▸ EXCERTO DO DOCUMENTO:
Deixo-vos três apontamentos que achei que dignificaram a discussão, apresentando pontos de vista válidos que subscrevo na sua maior parte.

O primeiro é um texto que criou polémica com a nova geração. Tenho 37 anos e identifico-me com a maioria das palavras de Isabel Stilwell e acho que as devemos saber escutar antes de contra-atacar a verdade com argumentos umbilicais. Podem ver esse texto aqui:

http://www.destak.pt/opiniao/87876

O outro texto é de Pedro Boucherie Mendes que faz o historial necessário, contextualizando a acção de Jel/Neto, Homens da Luta. Conheço o Jel há coisa de quinze anos e sempre foi uma pessoa da intervenção. A criatura politica do momento também é um comediante: Jon Stewart. O Festival da Canção pode ser um pormenor para mim, enquanto músico e cidadão, mas os Homens da Luta serão algo mais complexo e aberto que os malucos que o país precisava para sucederem, na moda de intervenção, aos Deolinda. Fica o texto:

http://www.ionline.pt/conteudo/109069-um-homem-que-luta

E por fim uma citação do músico B Fachada (do qual manifestamente me distancio musicalmente e semanticamente) mas que respondeu com brilho a uma entrevista da revista Blitz de Março da qual destaco este excerto:

"(...) Eu não quero fazer parte dos anos Zero portugueses, tenho a ambição de uma profissionalização mais abrangente. Ouço aqueles discos (tinha citado Joanna Newson, John Grant, Ariel Pink) e o meu, ao lado deles, soa fraquinho- e isso não me satisfaz. Não me interessa perseguir um lugar nobre numa cultura pobre. Temos que conseguir melhorar os nossos estúdios, fazer com que os músicos trabalhem como se trabalha lá fora. Já chega de para português, não está mau."

Aqui se aplaude essa inquietação num país que parece, musicalmente, cada vez mais fechado sobre si mesmo, desistindo de se mostrar e de ser por em bicos de pé.

Aqui no estúdio Inferno trabalha-se com afinco, prazer e expectativa num novo disco que irá seguir à risca o lema do equilibrio entre o que fazemos e o que podemos esperar.

A todos um bom fim-de-semana e boa leitura!

4 comentários:

Pedro Sousa disse...

Só uma nota: não são os Deolinda que nos convidam a desistir, a não estudar ou a sermos "parvos". É o regime que estes políticos dos últimos 20 ou 30 anos incentivam a nossa geração a sentir! Torna-se apenas mais um eco... Não gosto da música...mas gosto ainda menos da Isabel Stillwell que tem um posto de trabalho porque pertence a uma elite que continua confortável e quando vive com recibos verdes, isso joga a seu favor ao contrário do que acontece com a maioria dos jovens... sem outra opção que acabam por trabalhar por conta de outrem e ser úteis. Finalmente uma palavra para identificar como "parvos" nós o que votamos neste regime podre e estamos desempregados! Como sei que estás de acordo com isto, apenas faço um reparo... não discordo de ti!

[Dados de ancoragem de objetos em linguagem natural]
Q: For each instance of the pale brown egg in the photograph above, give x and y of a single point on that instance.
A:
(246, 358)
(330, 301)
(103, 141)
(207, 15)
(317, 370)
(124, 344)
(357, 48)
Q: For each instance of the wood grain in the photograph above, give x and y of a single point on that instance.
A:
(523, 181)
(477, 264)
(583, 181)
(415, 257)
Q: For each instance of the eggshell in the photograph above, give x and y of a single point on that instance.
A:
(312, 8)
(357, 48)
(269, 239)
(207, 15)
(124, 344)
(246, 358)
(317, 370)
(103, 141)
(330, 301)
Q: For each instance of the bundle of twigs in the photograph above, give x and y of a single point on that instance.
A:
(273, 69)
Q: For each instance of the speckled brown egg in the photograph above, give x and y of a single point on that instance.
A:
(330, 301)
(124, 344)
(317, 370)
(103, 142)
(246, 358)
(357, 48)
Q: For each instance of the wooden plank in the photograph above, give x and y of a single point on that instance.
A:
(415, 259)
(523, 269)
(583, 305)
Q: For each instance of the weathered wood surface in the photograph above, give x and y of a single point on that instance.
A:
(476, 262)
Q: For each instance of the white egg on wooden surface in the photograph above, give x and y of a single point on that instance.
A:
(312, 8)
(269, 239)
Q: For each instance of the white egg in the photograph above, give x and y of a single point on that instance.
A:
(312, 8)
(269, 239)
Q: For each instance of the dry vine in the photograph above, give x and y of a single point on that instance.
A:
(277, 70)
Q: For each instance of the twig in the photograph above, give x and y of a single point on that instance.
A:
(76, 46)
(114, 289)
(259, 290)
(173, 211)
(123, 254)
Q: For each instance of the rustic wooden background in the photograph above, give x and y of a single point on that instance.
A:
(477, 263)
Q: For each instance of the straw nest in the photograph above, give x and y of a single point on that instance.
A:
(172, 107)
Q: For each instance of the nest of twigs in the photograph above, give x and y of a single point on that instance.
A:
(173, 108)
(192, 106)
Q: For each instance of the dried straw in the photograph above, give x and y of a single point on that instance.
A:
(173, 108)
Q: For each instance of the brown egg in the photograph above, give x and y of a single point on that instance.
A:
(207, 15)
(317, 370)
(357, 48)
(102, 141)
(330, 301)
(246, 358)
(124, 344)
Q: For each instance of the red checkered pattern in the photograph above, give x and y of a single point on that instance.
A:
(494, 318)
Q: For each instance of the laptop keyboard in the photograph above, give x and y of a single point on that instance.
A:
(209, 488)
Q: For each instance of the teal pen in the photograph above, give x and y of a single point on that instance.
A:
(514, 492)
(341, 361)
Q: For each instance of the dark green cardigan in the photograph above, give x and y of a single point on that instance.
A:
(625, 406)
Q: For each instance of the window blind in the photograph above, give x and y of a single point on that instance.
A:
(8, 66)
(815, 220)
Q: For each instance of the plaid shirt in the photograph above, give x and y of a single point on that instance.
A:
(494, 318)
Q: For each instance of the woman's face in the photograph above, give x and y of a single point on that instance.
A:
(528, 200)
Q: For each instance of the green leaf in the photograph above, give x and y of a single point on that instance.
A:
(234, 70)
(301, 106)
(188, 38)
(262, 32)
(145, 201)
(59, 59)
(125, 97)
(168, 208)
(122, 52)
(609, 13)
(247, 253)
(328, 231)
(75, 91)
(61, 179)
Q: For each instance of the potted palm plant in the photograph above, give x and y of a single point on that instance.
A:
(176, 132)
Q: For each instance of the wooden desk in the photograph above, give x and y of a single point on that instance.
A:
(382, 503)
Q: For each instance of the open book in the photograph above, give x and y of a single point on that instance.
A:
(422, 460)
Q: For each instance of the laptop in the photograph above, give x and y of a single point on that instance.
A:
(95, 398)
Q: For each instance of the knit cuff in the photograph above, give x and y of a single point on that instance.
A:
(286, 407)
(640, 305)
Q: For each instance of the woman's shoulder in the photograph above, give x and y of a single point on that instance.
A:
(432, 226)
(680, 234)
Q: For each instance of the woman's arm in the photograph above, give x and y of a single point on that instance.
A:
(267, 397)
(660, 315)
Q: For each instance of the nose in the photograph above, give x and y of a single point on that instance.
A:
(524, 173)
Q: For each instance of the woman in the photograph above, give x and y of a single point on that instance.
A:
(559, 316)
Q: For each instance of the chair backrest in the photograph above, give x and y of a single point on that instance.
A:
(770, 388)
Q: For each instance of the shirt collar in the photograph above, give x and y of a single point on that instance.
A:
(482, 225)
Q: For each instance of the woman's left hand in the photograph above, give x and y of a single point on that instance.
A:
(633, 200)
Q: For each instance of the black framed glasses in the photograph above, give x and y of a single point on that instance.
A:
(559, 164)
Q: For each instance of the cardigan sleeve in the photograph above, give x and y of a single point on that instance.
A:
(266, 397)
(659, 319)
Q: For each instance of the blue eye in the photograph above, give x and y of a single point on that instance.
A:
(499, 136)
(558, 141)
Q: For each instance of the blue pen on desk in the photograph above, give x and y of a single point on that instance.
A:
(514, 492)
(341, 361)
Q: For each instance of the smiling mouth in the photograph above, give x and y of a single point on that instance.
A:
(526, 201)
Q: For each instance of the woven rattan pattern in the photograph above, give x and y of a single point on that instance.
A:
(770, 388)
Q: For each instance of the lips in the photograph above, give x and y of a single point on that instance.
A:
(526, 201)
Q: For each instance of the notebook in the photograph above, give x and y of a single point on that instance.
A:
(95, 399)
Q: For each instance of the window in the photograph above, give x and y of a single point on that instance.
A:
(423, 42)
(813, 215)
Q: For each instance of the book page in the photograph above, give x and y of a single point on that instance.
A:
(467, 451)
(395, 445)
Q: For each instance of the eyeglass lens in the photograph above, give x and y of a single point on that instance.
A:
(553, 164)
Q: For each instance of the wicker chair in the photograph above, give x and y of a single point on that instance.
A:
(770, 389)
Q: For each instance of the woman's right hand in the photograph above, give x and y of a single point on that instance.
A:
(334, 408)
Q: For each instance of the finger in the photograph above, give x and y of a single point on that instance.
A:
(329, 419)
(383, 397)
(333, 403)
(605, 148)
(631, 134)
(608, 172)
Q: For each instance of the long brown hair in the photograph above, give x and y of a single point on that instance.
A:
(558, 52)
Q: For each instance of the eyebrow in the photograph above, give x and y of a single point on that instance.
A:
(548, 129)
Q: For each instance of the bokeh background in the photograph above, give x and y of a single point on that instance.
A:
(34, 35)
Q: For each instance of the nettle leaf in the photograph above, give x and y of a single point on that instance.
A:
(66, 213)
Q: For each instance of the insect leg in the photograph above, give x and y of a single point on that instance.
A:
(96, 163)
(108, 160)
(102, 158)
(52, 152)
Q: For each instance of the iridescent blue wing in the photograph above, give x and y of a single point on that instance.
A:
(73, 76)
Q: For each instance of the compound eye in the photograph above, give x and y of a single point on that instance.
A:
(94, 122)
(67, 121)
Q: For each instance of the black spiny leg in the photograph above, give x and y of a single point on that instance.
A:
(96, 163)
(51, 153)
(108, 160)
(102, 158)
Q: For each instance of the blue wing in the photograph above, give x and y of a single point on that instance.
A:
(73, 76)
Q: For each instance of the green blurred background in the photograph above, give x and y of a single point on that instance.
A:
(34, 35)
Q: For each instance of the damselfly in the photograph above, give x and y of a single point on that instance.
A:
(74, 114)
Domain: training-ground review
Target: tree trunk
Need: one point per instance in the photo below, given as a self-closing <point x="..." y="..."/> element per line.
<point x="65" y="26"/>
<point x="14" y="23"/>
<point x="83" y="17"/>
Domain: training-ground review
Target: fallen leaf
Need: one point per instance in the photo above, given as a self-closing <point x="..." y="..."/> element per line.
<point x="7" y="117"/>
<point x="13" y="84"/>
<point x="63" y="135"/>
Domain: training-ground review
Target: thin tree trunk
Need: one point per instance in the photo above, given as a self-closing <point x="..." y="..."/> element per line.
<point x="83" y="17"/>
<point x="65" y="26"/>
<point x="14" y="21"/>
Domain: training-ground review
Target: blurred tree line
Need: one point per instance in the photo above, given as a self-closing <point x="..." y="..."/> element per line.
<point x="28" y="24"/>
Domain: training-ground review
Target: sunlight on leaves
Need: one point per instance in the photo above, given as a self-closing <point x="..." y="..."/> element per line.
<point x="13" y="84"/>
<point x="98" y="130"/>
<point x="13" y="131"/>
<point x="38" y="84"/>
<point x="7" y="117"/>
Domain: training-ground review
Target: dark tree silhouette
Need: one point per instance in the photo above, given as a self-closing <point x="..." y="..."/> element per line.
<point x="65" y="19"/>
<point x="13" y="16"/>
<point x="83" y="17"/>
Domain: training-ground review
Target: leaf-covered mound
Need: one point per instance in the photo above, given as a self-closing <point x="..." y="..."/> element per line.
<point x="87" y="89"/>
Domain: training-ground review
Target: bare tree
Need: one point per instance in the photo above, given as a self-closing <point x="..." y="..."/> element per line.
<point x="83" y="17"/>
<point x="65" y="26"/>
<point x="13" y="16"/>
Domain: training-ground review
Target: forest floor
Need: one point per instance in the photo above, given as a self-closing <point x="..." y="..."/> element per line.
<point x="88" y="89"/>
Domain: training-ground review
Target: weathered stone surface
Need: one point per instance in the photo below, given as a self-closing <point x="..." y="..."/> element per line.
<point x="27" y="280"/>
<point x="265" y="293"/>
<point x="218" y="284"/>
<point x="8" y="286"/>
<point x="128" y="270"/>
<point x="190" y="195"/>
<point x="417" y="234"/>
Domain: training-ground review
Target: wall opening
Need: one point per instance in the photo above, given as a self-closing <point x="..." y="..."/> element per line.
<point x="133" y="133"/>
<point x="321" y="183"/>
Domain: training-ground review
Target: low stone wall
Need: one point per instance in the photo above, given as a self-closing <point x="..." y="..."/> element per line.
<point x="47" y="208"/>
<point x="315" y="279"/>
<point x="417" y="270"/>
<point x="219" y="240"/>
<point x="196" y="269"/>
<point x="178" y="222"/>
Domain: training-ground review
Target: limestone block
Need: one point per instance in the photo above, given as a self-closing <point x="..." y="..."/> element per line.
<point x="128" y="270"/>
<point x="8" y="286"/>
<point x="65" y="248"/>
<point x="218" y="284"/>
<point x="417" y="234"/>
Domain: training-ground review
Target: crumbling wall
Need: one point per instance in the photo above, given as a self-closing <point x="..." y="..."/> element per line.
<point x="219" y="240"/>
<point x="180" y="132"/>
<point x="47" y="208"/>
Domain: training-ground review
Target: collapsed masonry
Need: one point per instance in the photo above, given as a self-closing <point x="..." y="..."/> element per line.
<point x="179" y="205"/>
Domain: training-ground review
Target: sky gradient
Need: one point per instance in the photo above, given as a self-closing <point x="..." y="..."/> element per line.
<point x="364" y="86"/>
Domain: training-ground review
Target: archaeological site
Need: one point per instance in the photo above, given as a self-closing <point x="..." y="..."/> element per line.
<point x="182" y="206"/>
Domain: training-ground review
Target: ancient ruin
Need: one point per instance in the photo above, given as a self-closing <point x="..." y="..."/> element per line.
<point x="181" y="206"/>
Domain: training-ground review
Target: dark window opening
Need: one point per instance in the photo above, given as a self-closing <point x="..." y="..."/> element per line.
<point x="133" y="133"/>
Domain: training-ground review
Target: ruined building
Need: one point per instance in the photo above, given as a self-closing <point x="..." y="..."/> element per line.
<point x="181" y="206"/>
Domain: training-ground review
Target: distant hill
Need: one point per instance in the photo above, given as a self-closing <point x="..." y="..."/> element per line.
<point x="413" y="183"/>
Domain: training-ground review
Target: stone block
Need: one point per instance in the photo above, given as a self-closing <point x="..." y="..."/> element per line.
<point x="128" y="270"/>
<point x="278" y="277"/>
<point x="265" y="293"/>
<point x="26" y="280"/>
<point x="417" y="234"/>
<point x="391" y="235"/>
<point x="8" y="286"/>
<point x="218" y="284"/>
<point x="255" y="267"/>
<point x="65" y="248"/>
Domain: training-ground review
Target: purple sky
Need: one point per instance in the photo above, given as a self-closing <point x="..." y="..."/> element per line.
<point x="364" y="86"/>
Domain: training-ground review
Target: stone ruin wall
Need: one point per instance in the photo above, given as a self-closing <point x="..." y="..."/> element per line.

▸ TAREFAS:
1. Segundo o excerto do documento, em que estúdio se trabalha num novo disco?
2. Repita do excerto do documento o trecho que abre com as palavras "Aqui se aplaude" e fecha com "e boa leitura!".

▸ RESULTADOS POR TAREFA:
1. No estúdio Inferno.

2.
Aqui se aplaude essa inquietação num país que parece, musicalmente, cada vez mais fechado sobre si mesmo, desistindo de se mostrar e de ser por em bicos de pé.

Aqui no estúdio Inferno trabalha-se com afinco, prazer e expectativa num novo disco que irá seguir à risca o lema do equilibrio entre o que fazemos e o que podemos esperar.

A todos um bom fim-de-semana e boa leitura!